- Talimat A
Aşağıdaki işaretleme satırlarında "Could you point to the elderly woman in" ifadesini içeren satırdan başlayıp bu satırların sonuna kadar uzanan bölümü, "purple jacket" yerine "green jacket" koyarak yeniden yazınız. Diğer her şey değişmeden kalmalıdır.

İl Özel İdareden Sonra İş-Kur'a da Kayyum Atanacak!

Haberlerimiz ardından Ardahan Valisinin başta Sayıştay müfettişlerince olmak üzere bir çok müfettişin araştırmaları ardından harekete geçip, kurumları inceleme altına aldığı Ardahan’da yaşanan bu gelişmeler kamuoyu tarafından dikkatle izlenirken bu durumun kişisel olmayıp, devleti, milletin parasını har vurup, harman edenlere karşı başlatılan bir mücadele olduğu belirtilmektedir.


 


**Genel Sekreterlikte ki Talanı Biz Yazdık, Belgeledik, Yeni Araştırmalarla Talan İyide İyiye Gün yüzüne Çıkmaya Devam Ediyor..



 


Ardahan İl Özel İdareden sonra Ardahan İş-Kur Müdürlüğüne de kayyum atanacağı öne sürülen şu günlerde Ardahan İl Özel İdarede yaşandığı öne sürülen talan bir kez daha belgelendi.


Gazetelerimiz ve sitemizin daha önce gündeme getirdiği talan uzun aradan sonra da olsa bu kez bir daha gündeme getirildi.


İşte sitemiz ve gazetemizin haberi ardından Vali Yardımcısına yetkilerin devir edildiği Ardahan İl Özel İdaresinde yaşananlar ve o yeni haber;


 


 Ardahan İl Özel İdaresi yapılan gereksiz ve fazla harcamalarla ekonomik krizin hat safhada olduğu Müfettiş tarafından belgelendi.

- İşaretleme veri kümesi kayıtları
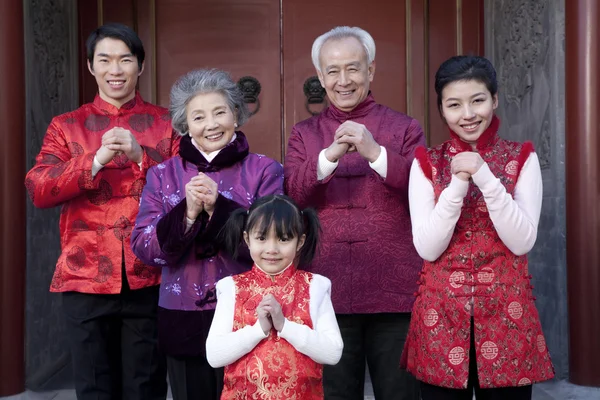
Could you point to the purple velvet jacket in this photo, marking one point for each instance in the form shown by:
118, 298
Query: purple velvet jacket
366, 249
193, 262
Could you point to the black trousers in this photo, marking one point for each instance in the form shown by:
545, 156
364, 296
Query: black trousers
378, 340
430, 392
113, 340
192, 378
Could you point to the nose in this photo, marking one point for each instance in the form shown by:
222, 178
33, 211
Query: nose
468, 112
343, 79
271, 247
211, 123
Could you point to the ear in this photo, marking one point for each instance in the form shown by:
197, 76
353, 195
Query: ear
371, 71
301, 240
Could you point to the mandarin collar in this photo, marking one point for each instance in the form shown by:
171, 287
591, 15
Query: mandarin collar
111, 109
487, 139
265, 278
359, 111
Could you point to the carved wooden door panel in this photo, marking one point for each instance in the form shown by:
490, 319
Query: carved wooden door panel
270, 40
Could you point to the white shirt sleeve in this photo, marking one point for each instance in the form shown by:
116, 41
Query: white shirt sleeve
324, 166
223, 346
516, 220
96, 166
324, 342
188, 224
380, 165
433, 224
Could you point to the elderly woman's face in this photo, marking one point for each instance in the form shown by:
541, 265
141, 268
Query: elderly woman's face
211, 121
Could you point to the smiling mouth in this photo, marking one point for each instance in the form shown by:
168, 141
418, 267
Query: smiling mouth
215, 136
116, 84
272, 260
471, 127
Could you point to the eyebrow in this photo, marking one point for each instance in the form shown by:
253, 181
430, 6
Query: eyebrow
455, 99
351, 64
120, 56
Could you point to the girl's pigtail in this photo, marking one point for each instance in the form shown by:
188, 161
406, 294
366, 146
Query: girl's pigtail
312, 230
232, 232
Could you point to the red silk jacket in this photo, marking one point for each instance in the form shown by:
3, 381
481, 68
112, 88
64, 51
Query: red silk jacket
98, 213
509, 343
366, 249
274, 369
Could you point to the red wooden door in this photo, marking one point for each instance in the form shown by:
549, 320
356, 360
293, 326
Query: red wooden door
271, 40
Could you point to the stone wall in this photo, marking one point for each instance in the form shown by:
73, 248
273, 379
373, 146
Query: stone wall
51, 82
525, 39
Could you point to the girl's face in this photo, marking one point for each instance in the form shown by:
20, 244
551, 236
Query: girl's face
468, 107
270, 252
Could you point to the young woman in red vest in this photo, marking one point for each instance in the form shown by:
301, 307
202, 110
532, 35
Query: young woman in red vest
475, 204
274, 326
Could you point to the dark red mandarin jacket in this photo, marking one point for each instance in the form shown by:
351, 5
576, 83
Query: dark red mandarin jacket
98, 212
366, 249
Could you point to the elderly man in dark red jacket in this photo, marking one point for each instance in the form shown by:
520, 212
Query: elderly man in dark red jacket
351, 163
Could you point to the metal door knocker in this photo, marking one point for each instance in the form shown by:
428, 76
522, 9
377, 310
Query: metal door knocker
250, 87
315, 94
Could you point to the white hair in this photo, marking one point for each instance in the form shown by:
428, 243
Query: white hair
342, 32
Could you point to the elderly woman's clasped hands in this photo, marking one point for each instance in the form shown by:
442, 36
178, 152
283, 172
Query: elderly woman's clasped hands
201, 194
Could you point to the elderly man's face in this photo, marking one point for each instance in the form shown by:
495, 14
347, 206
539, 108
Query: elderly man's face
345, 73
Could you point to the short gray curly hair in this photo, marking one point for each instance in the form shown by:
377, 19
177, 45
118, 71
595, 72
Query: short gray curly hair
200, 81
342, 32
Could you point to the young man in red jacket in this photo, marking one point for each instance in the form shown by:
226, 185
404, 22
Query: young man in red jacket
93, 163
351, 162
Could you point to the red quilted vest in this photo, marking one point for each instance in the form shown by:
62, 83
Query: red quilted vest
509, 344
274, 369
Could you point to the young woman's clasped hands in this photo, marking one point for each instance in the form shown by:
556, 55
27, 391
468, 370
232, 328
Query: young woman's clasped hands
466, 164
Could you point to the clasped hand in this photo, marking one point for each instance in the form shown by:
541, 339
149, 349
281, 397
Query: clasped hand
118, 140
269, 314
466, 164
201, 194
349, 137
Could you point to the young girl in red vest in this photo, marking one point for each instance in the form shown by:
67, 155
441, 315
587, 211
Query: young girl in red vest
475, 203
274, 326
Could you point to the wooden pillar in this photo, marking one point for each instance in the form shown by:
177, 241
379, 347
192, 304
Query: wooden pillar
583, 188
12, 198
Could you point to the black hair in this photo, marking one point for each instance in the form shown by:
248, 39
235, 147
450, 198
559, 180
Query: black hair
119, 32
277, 211
465, 68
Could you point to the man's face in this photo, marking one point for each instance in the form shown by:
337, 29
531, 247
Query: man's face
345, 73
116, 71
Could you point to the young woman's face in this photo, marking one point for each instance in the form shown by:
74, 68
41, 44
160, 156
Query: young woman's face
270, 252
468, 107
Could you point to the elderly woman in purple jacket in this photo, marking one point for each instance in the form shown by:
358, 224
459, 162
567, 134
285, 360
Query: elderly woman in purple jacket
184, 204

- Talimat B
Yukarıdaki Ardahan İl Özel İdaresi haberini kaldığı yerden sürdürünüz.

- Yazılı Yanıt A
Could you point to the elderly woman in green jacket in this photo, marking one point for each instance in the form shown by:
358, 224
459, 162
567, 134
285, 360
Query: elderly woman in green jacket
184, 204

- Yazılı Yanıt B
 


      Gazetemiz İmtiyaz sahibi ve köşe yazarımız A.Rıfat Vural´ın özel idare ile ilgili yazmış olduğu yazı üzerine yapmış olduğumuz araştırmalar sonucu Ardahan İl Özel İdaresinin her ay yaklaşık 2 trilyon zararla  kapattığı, 2018 yılını ise rekor düzeyde borç batagına girdiği ifade edildi.


       Ankaradan gelen müfettişlerin yaptığı incelemeler sonucunda yapılan harcamaların bütçeleri çok fazlasıyla aştıgına hiçbir önlem alınmadığı ve bu şekilde devam etmesi sonucu Ardahan İl Özel İdaresinin önümüzde ki borçlarından dolayı hizmet bile veremeyeceği beyan edildi.


       Müfettiş raporlarının rakamsal verileri olduğu bazı evrakları sizlerle paylaşmak ve ortada gezen dedikodulara azda ışık tutmak istıyoruz.



ASIL SORU ŞU Kİ : BU FAZLA HARCANAN PARALAR HANGİ İLÇELERE HANGİ YATIRIMLAR İÇİN  HARCANDI ?


TAKTİR  TÜM ARDAHANLILARIN ONUN ÖTESİNDE SİYASİ VE BÜROKRATLARINDIR.



Kimler sorumlu?


 


Gözlere pembe gözlüklerin takılıp gezilerek gazeteciliğin yapıldığı memlekette var olan sorunların dile gelmesi ve çözümüne katkı sunmak için görevin sadece bir iki kişiye mi düşer bilmem ama bu kişilerin sadece vali, kaymakam, belediye başkanı veya her sıkıştığın da ‘Alo Gazeteci’ diye aranan duyarlı gazetecilerin olmadığını düşünenlerdenim..

Suyu kesildiğin de gazeteciyi arayan, yolu, suyu, elektriği olmayan organize sanayi de, küçük sanayi de iş yapamıyorum diyerken, ‘beni yazma ama sorunlarımızı mutlaka yaz’ diyenlerin bu bir türlü çözüm bulmayan sorunlarda ne kadar payları var?

Nüfus kimliğinin kayıp etmeyene kadar matbaa, gazeteci nedir’i bilmeyen, hatırlamayan köylünün hayvanlarımız şaptan telef oldu, kaba yem sıkıntısı çekiyoruz, suyumuz gibi köy ve yayla yolumuz yok demeye ne kadar hakkı olabilir?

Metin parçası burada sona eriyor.